TEXT FOR ANALYSIS -
These days it seems that electronics control our waking hours. Smartphones, laptops, televisions capture our attention in our working lives and our leisure hours. However, these screens may also affect our sleeping hours, and ultimately our health. Light has always had an effect on our natural body rhythms, known as circadian rhythms, determining when we sleep. In the past, natural light sources, such as the sun, affected these patterns.
Over the years, dependency on artificial light and electronics have played a factor in our sleeping and waking patterns. In recent years, though, modern technology has played an even larger role. This is because of “ blue light,” sometimes known as “junk light,” the blue waves emitted by these screens, which, though beneficial in daytime, can seriously disrupt sleep patterns long after “lights out.”
How it Works: Circadian Rhythms
The average circadian rhythm is 24 and one-quarter hours. Everyone’s is different, with night owls having longer patterns than early risers. Light throws off our natural rhythms, disrupting our sleep and potentially leading to a myriad of health issues. Daylight regulates our sleep patterns and when this is interrupted by unwanted light, our circadian rhythm is “tricked” and uninterrupted sleep is affected.
What it Means: Health Risks
Many of us have experienced sleepless nights caused by shifting time zones when travelling or even unwanted light infiltrating our bedrooms. Any amount of light can trigger sleep problems. Poor sleep patterns can affect our mental health, making us more at risk for depression, and our physical health, increasing chances of cardiovascular and other health risks.
While studies have shown the link between sleep and good health, the role of blue light has not always been clear. Recently, though, the connection between light exposure and melatonin secretion has been examined. Melatonin is the hormone responsible for influencing circadian rhythms, and preliminary research suggests a link between low melatonin levels and cancer.
A Harvard study also examined connections to diabetes and obesity. In this study, subjects’ sleeping schedules were shifted. As a result of a change in their circadian rhythms, blood sugar levels increased and levels of leptin, a hormone that increases feelings of fullness after eating, went down.
Tips for Minimizing Blue Light at Night
- Avoid bright screens 2-3 hours before bedtime. Give your body time to adjust. This is hard to do, as TV viewing or reading from tablets are common evening pursuits. Try to shut it off earlier, or consider reading from a print source. (I have always loved to read before bed, and notice that when I read from an “old school“ book, it is much easier to feel sleepy!)
- If you must use these devices, try to keep the bedroom a blue light-free zone, or combat the effects by limiting the use of flourescent lights in your bedroom.
- Consider using amber or red toned light in your bedroom.
- Download an app such as f.lux which can make your screen adapt its light to a warmer glow at night and a “sunnier” one during the day.
- Adjust the settings on your phone to change the brightness. On an iPhone, go to Settings> >Display>Brightness>Night Shift. Then set the hours to ones that work with your schedule, or choose “Sunset to Sunrise.”
…And Making the Most of It During the Day!
Natural blue light sources during daylight hours can be very beneficial, increasing energy levels, mood, and alertness, resulting in a better sleep at night. Increase this positive exposure by:
- Soak up the sun!
- Use halogen lights upon waking to signal your body that it is time to become more alert.
- Be careful of excessive screen time. This, too, is hard to accomplish in our busy lives but take a break when you can! Use the 20/20/20 rule: every 20 minutes, stare at an object 20 feet away from your computer for 20 seconds.

EXERCISE REQUIREMENTS -
(1) Translate this sentence from the article on blue light and sleep into Spanish: "Any amount of light can trigger sleep problems."
(2) According to the article on blue light and sleep, how long is the average circadian rhythm?
(3) Reproduce the part of the article on blue light and sleep between "A Harvard study" and "eating, went down.", inclusive, substituting "glucose" for "blood sugar".
The records come from a different source.

RECORD EXCERPTS -
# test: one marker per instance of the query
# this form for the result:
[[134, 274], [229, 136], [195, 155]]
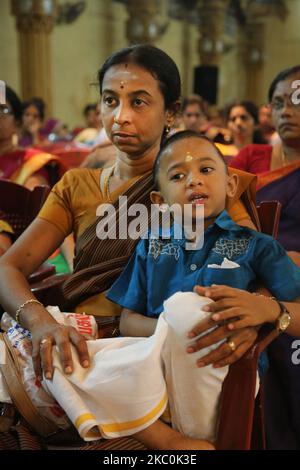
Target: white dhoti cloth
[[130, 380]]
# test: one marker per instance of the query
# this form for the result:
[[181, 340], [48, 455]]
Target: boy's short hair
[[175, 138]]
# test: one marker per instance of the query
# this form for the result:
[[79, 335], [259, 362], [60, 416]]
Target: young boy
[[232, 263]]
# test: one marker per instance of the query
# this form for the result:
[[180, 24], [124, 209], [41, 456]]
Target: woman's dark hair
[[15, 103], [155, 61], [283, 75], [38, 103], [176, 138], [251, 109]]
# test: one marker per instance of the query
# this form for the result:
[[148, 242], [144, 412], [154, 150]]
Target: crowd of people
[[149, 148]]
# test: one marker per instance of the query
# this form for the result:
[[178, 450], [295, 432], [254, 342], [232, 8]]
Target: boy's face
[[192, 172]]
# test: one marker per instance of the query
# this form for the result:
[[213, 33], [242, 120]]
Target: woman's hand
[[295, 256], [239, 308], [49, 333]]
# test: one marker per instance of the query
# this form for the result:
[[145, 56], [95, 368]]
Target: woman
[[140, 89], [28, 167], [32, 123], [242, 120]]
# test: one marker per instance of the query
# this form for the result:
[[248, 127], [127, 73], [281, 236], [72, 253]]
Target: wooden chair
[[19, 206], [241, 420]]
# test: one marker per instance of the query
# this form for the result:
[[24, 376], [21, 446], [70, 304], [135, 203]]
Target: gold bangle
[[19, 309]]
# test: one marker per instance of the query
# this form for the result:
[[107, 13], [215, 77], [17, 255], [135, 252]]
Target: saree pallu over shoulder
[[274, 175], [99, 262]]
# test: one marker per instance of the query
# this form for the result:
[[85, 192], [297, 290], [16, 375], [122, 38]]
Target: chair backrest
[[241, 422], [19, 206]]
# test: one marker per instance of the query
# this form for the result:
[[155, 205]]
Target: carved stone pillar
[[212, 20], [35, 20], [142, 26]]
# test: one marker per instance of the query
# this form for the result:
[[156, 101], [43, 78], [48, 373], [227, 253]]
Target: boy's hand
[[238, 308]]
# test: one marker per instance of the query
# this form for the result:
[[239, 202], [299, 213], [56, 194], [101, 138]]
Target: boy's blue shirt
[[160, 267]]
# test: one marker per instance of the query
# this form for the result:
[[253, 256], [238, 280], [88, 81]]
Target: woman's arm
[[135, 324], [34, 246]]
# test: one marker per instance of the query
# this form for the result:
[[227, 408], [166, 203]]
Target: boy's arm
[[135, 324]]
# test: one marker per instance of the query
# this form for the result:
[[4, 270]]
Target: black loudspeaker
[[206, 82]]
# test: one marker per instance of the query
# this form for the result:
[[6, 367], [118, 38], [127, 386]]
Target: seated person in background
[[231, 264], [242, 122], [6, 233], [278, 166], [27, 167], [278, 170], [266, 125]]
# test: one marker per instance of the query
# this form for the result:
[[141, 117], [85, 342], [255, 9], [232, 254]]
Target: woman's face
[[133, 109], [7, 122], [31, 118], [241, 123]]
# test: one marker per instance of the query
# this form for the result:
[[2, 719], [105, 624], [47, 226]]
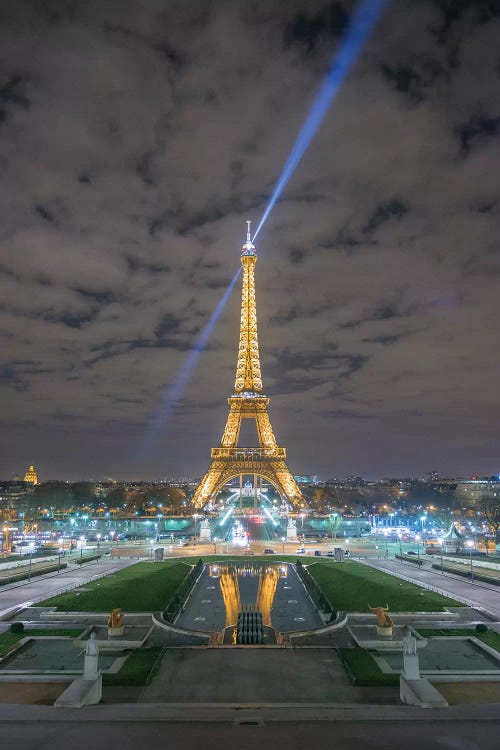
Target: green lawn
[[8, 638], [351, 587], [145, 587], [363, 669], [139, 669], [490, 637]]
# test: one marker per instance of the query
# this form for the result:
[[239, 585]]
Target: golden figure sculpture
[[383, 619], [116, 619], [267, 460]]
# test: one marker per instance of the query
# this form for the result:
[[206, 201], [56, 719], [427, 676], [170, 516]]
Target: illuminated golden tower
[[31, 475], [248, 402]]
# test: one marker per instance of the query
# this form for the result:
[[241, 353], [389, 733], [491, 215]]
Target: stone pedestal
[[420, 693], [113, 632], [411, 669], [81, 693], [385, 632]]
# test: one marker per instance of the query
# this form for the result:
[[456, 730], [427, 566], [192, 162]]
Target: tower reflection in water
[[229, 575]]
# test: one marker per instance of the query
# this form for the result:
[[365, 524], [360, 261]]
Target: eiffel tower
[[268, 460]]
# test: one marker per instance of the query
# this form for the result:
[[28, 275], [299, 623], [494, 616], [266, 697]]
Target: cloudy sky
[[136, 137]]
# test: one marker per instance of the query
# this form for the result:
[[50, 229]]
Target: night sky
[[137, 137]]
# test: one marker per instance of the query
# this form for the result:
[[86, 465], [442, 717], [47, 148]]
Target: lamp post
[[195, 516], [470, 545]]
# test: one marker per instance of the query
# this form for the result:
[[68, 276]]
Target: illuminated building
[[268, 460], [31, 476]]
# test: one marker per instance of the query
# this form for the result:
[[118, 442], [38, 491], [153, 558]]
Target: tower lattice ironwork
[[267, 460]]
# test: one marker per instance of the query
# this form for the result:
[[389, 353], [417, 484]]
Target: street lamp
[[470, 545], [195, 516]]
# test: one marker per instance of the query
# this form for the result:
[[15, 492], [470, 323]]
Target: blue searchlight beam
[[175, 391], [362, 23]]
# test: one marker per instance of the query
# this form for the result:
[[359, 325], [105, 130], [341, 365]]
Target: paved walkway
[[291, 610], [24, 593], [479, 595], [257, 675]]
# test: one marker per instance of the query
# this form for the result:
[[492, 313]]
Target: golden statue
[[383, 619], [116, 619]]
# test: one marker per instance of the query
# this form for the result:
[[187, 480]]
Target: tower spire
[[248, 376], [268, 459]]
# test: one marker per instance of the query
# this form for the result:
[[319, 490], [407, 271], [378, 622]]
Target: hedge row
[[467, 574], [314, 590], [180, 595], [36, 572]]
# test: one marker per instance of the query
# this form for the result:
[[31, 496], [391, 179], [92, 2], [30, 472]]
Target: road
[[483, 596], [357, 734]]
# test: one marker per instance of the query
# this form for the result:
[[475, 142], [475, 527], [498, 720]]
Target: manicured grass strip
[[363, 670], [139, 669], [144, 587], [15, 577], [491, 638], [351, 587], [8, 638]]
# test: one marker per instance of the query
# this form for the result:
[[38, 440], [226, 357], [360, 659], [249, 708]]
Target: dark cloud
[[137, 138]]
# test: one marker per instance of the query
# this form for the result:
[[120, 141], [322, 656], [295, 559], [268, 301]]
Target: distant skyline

RESPONSES IN ORDER -
(1) Cualquier cantidad de luz puede provocar problemas de sueño.

(2) 24 and one-quarter hours.

(3)
A Harvard study also examined connections to diabetes and obesity. In this study, subjects’ sleeping schedules were shifted. As a result of a change in their circadian rhythms, glucose levels increased and levels of leptin, a hormone that increases feelings of fullness after eating, went down.